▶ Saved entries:

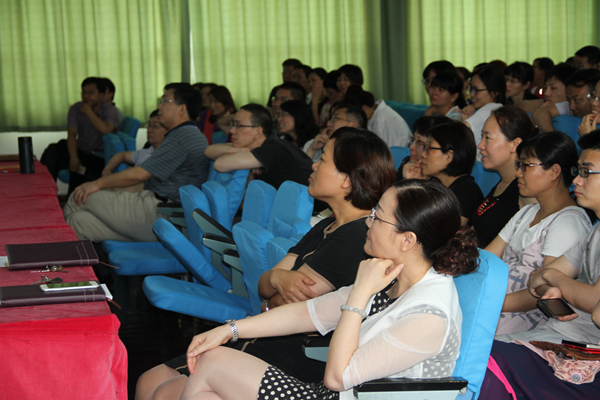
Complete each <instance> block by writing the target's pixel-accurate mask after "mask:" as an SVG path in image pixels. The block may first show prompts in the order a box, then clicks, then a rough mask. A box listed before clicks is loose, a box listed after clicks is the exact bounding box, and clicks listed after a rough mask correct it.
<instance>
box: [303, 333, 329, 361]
mask: <svg viewBox="0 0 600 400" xmlns="http://www.w3.org/2000/svg"><path fill="white" fill-rule="evenodd" d="M331 336H333V332H330V333H328V334H327V335H325V336H321V335H319V334H313V335H306V336H305V337H304V342H303V343H302V350H304V355H305V356H306V357H308V358H310V359H313V360H317V361H322V362H327V353H329V342H330V341H331Z"/></svg>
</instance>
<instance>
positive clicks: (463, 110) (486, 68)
mask: <svg viewBox="0 0 600 400" xmlns="http://www.w3.org/2000/svg"><path fill="white" fill-rule="evenodd" d="M469 92H470V93H471V105H469V106H466V107H465V108H463V109H462V110H461V118H462V120H463V121H464V123H465V125H467V126H468V127H469V128H471V130H472V131H473V135H474V136H475V144H476V145H479V142H481V130H482V129H483V124H484V123H485V121H486V120H487V119H488V118H489V116H490V114H491V113H492V111H494V110H495V109H497V108H500V107H502V106H503V105H504V104H505V103H506V77H505V76H504V74H503V73H502V71H501V70H500V68H498V67H496V66H494V65H484V66H483V67H479V68H477V69H476V70H475V71H473V76H472V77H471V84H470V85H469ZM477 159H478V160H479V159H480V158H479V157H477Z"/></svg>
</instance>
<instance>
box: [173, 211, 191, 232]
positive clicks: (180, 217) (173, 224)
mask: <svg viewBox="0 0 600 400" xmlns="http://www.w3.org/2000/svg"><path fill="white" fill-rule="evenodd" d="M169 221H171V223H172V224H173V225H175V226H177V227H181V228H185V227H187V224H186V222H185V216H184V215H183V213H182V212H181V213H180V212H173V213H171V215H170V216H169Z"/></svg>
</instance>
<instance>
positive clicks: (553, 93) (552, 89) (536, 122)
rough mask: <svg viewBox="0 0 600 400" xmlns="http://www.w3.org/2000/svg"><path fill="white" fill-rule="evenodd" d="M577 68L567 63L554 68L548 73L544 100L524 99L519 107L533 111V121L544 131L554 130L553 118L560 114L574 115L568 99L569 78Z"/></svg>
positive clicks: (538, 126) (562, 63)
mask: <svg viewBox="0 0 600 400" xmlns="http://www.w3.org/2000/svg"><path fill="white" fill-rule="evenodd" d="M575 72H577V70H576V69H575V68H574V67H572V66H570V65H567V64H565V63H560V64H558V65H556V66H555V67H554V68H552V69H551V70H550V71H549V72H548V74H547V75H546V78H547V79H546V84H545V88H544V101H543V102H541V101H540V100H530V101H522V102H520V103H518V104H517V107H519V108H522V109H523V110H525V111H527V112H530V113H532V114H531V115H532V117H533V122H535V124H536V125H537V126H538V127H539V128H540V130H541V131H542V132H551V131H553V130H554V126H553V125H552V120H553V119H554V118H556V117H558V116H560V115H573V113H572V112H571V110H570V108H569V102H568V101H567V80H568V79H569V77H570V76H571V75H573V74H574V73H575Z"/></svg>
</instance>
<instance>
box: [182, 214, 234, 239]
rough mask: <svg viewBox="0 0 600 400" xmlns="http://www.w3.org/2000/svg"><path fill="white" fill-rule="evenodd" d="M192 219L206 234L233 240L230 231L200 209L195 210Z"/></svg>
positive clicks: (217, 221) (218, 222)
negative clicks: (193, 219) (192, 217)
mask: <svg viewBox="0 0 600 400" xmlns="http://www.w3.org/2000/svg"><path fill="white" fill-rule="evenodd" d="M192 217H193V218H194V221H196V223H197V224H198V226H199V227H200V229H202V231H203V232H204V233H210V234H213V235H216V236H225V237H228V238H233V235H232V234H231V232H230V231H229V229H227V228H225V227H224V226H223V225H221V224H220V223H219V222H218V221H217V220H216V219H214V218H213V217H211V216H210V215H208V214H207V213H206V212H204V211H203V210H201V209H199V208H197V209H195V210H194V211H193V212H192Z"/></svg>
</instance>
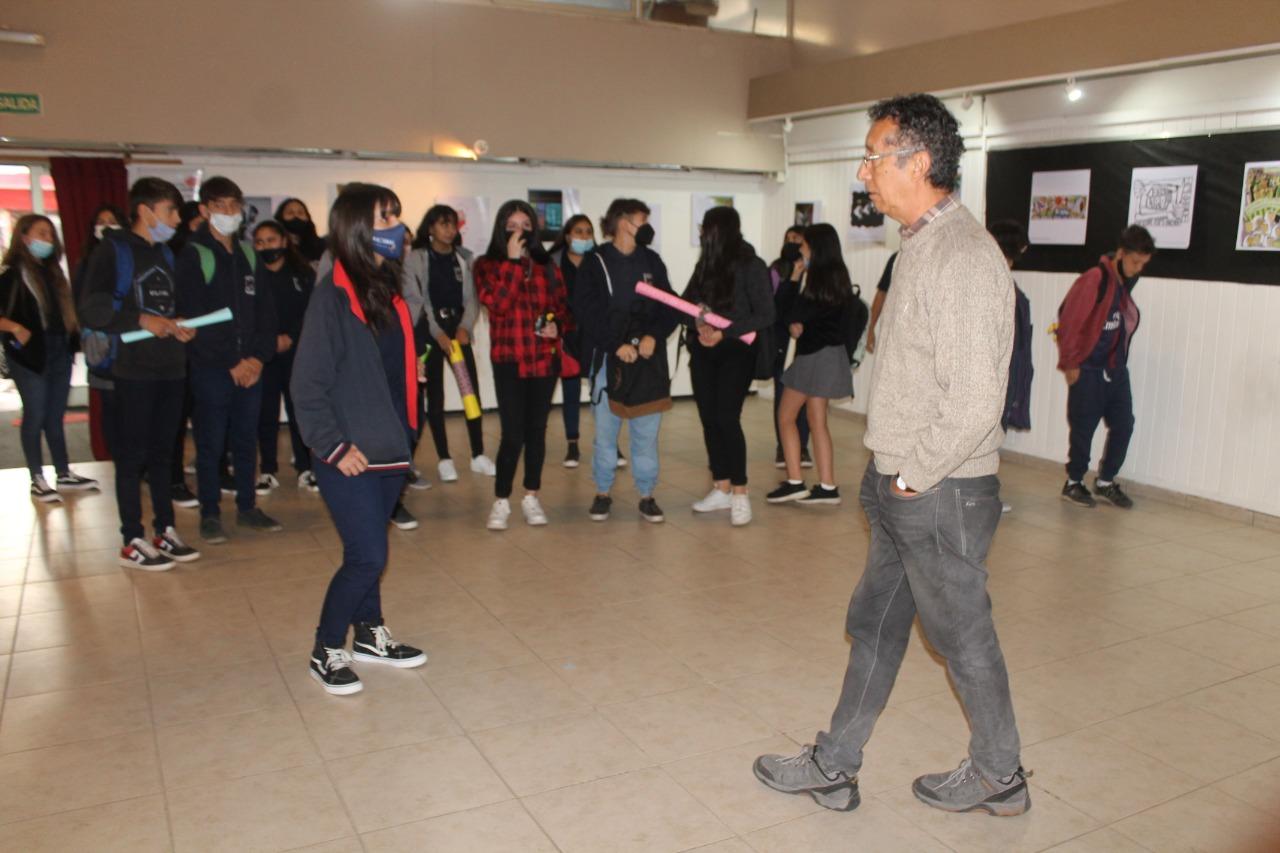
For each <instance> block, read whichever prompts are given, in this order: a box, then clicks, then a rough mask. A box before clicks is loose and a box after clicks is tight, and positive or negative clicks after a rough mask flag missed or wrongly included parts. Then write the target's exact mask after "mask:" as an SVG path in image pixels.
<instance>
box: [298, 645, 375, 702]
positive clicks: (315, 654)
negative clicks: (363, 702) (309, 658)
mask: <svg viewBox="0 0 1280 853" xmlns="http://www.w3.org/2000/svg"><path fill="white" fill-rule="evenodd" d="M351 662H352V661H351V654H349V653H348V652H347V649H344V648H329V647H326V646H321V644H320V643H316V646H315V648H314V649H311V678H314V679H315V680H316V681H319V683H320V686H323V688H324V690H325V693H332V694H333V695H351V694H352V693H360V692H361V690H364V689H365V685H364V683H362V681H361V680H360V676H358V675H356V671H355V670H353V669H351Z"/></svg>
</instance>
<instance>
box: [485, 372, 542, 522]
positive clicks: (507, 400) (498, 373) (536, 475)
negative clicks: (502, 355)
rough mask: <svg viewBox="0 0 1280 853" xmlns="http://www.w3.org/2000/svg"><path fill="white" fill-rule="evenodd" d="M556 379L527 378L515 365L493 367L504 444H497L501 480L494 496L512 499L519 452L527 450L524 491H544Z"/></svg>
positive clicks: (493, 372)
mask: <svg viewBox="0 0 1280 853" xmlns="http://www.w3.org/2000/svg"><path fill="white" fill-rule="evenodd" d="M557 379H558V378H557V377H554V375H552V377H525V378H521V375H520V369H518V368H517V366H516V365H515V364H495V365H493V384H494V391H497V392H498V419H499V420H500V421H502V442H500V443H499V444H498V479H497V482H495V483H494V489H493V492H494V496H495V497H499V498H506V497H511V487H512V484H513V483H515V482H516V465H517V464H518V462H520V451H521V450H524V451H525V491H527V492H536V491H538V489H540V488H543V461H544V460H545V459H547V416H548V415H549V414H550V411H552V394H554V393H556V382H557Z"/></svg>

▶ WHAT YOU ARE ASKED TO DO:
Reproduce exactly the section above that begins at the line containing "positive clicks: (507, 400)" and ends at the line containing "379L527 378L515 365L493", leaving out all other lines.

▶ TASK RESPONSE:
positive clicks: (507, 400) (498, 373) (536, 475)
negative clicks: (502, 355)
rough mask: <svg viewBox="0 0 1280 853" xmlns="http://www.w3.org/2000/svg"><path fill="white" fill-rule="evenodd" d="M556 379L527 378L515 365L493 367L504 444H497L501 480L494 496L512 499L519 452L527 450L524 491H544Z"/></svg>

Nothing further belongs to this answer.